### [任务说明]
请把记录从开头到含有“xmin=33 ymin=106 xmax=470 ymax=232”的那一行（两端都算在内）列成 Markdown 表格，分“序号”和“内容”两列，空行不计。

### [已记录数据]
--

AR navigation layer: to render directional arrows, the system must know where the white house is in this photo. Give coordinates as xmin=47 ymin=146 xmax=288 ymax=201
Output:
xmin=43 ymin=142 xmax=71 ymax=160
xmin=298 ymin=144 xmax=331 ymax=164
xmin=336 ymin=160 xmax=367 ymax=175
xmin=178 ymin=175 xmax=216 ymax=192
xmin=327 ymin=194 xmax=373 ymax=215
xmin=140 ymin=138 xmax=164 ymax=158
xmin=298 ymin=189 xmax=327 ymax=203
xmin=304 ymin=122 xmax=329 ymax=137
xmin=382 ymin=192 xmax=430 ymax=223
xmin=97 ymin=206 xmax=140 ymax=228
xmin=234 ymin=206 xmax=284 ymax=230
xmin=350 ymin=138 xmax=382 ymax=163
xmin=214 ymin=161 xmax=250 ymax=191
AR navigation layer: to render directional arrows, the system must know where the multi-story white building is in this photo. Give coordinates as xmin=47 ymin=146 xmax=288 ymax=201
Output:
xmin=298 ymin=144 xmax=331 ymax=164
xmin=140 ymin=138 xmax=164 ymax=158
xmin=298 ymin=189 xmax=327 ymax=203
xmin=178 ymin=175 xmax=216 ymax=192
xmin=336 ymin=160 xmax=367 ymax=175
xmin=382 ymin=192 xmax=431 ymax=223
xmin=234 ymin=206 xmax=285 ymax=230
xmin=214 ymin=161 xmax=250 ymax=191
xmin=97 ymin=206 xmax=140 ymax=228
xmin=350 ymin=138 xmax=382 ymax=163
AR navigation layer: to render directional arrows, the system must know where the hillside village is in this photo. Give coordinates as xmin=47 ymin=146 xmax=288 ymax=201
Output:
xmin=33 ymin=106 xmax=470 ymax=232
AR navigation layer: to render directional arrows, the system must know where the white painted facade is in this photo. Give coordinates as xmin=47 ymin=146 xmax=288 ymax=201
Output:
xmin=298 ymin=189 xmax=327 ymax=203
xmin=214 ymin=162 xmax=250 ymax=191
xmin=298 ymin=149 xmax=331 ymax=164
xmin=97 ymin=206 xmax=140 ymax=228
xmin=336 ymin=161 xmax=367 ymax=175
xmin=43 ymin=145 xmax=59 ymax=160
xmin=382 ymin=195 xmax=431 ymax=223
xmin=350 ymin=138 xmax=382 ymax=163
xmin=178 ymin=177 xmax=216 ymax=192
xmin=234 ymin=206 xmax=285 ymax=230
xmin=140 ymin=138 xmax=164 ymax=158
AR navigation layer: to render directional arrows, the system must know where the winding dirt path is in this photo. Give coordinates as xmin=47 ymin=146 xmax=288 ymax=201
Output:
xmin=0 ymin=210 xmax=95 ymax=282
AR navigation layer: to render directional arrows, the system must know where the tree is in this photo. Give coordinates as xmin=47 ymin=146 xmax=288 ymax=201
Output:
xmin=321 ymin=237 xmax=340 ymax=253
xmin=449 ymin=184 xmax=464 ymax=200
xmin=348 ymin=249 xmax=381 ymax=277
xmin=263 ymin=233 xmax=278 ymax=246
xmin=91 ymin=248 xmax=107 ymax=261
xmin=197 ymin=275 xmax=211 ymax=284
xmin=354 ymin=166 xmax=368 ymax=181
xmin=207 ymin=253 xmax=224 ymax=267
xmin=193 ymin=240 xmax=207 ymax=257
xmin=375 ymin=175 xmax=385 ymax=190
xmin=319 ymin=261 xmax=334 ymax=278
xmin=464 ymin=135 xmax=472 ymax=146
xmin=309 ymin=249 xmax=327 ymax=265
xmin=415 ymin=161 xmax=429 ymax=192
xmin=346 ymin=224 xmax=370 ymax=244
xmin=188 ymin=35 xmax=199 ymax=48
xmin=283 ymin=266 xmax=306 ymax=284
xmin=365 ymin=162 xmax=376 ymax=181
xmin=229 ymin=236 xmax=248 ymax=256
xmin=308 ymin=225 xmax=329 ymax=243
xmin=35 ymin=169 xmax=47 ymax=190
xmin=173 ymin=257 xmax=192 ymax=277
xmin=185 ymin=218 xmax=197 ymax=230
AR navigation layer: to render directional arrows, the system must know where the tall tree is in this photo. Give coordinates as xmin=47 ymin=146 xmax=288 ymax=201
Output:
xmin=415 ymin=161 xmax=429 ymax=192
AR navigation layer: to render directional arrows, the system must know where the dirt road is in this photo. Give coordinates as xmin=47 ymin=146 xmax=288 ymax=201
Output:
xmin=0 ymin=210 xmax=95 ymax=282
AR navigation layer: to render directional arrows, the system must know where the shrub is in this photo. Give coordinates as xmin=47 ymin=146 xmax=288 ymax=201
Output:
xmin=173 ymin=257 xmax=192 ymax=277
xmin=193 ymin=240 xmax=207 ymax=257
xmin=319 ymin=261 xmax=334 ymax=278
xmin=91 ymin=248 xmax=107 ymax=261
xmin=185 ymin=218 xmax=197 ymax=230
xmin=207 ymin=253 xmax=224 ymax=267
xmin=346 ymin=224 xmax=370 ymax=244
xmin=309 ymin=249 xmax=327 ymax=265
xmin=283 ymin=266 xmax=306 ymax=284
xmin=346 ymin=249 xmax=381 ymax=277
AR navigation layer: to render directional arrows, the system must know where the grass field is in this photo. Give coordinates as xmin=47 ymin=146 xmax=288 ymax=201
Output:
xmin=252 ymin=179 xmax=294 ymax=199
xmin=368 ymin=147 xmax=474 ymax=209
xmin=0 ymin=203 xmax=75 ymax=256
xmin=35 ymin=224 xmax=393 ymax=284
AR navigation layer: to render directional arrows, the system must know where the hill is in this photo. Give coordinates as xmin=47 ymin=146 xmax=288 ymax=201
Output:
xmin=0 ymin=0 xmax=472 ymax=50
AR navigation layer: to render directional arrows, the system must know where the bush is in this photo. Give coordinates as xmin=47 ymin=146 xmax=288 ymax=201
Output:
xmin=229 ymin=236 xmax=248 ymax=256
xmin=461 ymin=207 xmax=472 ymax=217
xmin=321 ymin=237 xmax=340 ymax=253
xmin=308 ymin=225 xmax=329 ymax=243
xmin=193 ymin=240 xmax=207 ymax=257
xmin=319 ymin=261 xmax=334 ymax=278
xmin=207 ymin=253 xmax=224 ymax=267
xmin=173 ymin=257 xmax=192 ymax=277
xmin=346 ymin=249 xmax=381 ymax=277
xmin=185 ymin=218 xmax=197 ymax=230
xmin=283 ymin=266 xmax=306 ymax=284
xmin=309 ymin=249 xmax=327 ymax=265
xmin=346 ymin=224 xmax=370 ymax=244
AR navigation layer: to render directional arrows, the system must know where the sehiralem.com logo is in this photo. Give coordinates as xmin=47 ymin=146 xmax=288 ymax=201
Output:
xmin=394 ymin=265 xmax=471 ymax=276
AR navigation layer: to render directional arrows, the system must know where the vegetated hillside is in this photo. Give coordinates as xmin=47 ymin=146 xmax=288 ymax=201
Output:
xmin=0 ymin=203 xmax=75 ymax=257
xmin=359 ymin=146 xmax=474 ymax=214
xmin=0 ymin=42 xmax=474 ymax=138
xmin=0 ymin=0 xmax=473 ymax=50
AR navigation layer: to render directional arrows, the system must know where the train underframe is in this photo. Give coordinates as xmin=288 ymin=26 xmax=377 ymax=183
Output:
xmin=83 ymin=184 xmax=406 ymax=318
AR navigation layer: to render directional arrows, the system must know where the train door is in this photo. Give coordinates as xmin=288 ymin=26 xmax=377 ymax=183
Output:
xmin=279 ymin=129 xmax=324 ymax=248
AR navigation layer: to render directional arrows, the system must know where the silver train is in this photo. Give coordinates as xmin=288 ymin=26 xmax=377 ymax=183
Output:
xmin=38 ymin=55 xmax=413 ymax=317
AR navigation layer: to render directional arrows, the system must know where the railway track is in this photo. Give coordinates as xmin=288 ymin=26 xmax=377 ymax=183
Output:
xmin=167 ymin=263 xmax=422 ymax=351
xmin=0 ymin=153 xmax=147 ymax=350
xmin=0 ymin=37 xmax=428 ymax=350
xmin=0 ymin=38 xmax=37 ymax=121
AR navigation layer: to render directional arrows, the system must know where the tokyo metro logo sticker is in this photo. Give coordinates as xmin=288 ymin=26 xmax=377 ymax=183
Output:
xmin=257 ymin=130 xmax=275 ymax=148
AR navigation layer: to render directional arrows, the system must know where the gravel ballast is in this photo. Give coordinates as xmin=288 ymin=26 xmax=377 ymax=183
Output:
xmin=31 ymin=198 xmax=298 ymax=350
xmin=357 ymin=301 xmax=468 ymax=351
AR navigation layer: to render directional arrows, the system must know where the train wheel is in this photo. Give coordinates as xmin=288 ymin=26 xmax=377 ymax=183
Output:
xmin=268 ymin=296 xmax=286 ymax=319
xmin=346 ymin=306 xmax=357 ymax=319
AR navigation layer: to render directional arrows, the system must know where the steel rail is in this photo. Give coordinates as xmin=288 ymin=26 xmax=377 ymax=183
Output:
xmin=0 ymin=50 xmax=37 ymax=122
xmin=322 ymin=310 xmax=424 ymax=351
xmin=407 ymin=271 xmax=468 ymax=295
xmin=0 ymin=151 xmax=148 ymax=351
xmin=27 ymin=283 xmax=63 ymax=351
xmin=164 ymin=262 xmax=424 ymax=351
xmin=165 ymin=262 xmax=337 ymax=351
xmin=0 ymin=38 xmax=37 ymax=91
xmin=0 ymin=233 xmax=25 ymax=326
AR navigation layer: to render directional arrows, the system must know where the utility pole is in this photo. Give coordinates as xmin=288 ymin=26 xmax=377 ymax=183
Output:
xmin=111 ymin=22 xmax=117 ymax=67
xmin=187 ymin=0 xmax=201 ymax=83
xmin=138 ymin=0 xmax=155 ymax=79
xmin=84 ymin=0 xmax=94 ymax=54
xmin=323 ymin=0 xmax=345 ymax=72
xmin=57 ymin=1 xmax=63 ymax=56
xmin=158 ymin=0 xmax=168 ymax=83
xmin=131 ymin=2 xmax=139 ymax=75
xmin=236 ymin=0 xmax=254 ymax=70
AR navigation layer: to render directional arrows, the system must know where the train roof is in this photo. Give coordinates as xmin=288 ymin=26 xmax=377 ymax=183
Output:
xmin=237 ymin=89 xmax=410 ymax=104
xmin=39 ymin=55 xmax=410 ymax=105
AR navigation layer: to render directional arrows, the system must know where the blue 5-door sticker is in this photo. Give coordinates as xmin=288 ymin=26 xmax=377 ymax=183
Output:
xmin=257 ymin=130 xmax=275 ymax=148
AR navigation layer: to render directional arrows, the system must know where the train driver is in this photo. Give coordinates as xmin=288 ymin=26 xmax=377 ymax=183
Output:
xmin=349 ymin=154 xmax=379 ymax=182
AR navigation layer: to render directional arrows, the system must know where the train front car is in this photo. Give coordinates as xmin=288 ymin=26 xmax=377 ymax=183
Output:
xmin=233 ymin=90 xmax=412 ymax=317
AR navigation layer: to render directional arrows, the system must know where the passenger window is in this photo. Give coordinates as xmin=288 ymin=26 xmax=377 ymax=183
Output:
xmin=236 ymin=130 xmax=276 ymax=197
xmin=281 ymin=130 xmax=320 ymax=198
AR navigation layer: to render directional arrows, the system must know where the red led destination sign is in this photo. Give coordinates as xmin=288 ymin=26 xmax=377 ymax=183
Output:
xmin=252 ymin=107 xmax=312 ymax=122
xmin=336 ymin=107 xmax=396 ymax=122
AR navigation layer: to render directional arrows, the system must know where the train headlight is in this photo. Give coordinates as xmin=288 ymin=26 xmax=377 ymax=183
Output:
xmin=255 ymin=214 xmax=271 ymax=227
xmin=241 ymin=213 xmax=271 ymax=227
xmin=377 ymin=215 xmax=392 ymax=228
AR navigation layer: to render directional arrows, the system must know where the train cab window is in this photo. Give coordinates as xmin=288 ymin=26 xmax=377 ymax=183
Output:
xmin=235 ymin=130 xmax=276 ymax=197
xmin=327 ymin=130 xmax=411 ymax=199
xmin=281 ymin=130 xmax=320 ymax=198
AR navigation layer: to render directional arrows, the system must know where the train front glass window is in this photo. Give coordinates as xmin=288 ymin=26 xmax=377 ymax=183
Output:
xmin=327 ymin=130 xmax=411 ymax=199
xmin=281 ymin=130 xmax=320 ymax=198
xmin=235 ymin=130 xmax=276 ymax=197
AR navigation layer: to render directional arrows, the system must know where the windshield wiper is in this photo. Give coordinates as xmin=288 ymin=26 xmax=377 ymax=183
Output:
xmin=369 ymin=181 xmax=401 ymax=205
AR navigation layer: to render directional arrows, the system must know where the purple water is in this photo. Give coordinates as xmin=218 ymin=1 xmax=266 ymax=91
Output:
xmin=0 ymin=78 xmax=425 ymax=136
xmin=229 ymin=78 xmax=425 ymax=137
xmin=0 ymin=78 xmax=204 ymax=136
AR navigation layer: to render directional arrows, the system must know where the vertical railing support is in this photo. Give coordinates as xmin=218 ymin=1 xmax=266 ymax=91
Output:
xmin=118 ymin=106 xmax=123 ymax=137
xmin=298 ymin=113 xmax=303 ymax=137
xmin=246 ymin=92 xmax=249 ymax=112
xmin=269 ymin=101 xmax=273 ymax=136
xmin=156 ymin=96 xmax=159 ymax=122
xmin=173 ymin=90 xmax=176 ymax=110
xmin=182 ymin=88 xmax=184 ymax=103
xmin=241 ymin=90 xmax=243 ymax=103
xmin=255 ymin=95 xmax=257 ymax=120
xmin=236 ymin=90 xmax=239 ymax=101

--

### [参考答案]
| 序号 | 内容 |
|---|---|
| 1 | AR navigation layer: to render directional arrows, the system must know where the white house is in this photo. Give coordinates as xmin=47 ymin=146 xmax=288 ymax=201 |
| 2 | Output: |
| 3 | xmin=43 ymin=142 xmax=71 ymax=160 |
| 4 | xmin=298 ymin=144 xmax=331 ymax=164 |
| 5 | xmin=336 ymin=160 xmax=367 ymax=175 |
| 6 | xmin=178 ymin=175 xmax=216 ymax=192 |
| 7 | xmin=327 ymin=194 xmax=373 ymax=215 |
| 8 | xmin=140 ymin=138 xmax=164 ymax=158 |
| 9 | xmin=298 ymin=189 xmax=327 ymax=203 |
| 10 | xmin=304 ymin=122 xmax=329 ymax=137 |
| 11 | xmin=382 ymin=192 xmax=430 ymax=223 |
| 12 | xmin=97 ymin=206 xmax=140 ymax=228 |
| 13 | xmin=234 ymin=206 xmax=284 ymax=230 |
| 14 | xmin=350 ymin=138 xmax=382 ymax=163 |
| 15 | xmin=214 ymin=161 xmax=250 ymax=191 |
| 16 | AR navigation layer: to render directional arrows, the system must know where the multi-story white building is in this photo. Give coordinates as xmin=47 ymin=146 xmax=288 ymax=201 |
| 17 | Output: |
| 18 | xmin=298 ymin=144 xmax=331 ymax=164 |
| 19 | xmin=140 ymin=138 xmax=164 ymax=158 |
| 20 | xmin=298 ymin=189 xmax=327 ymax=203 |
| 21 | xmin=178 ymin=175 xmax=216 ymax=192 |
| 22 | xmin=336 ymin=160 xmax=367 ymax=175 |
| 23 | xmin=382 ymin=192 xmax=431 ymax=223 |
| 24 | xmin=234 ymin=206 xmax=285 ymax=230 |
| 25 | xmin=214 ymin=161 xmax=250 ymax=191 |
| 26 | xmin=97 ymin=206 xmax=140 ymax=228 |
| 27 | xmin=350 ymin=138 xmax=382 ymax=163 |
| 28 | AR navigation layer: to render directional arrows, the system must know where the hillside village is in this photo. Give coordinates as xmin=47 ymin=146 xmax=288 ymax=201 |
| 29 | Output: |
| 30 | xmin=33 ymin=106 xmax=470 ymax=232 |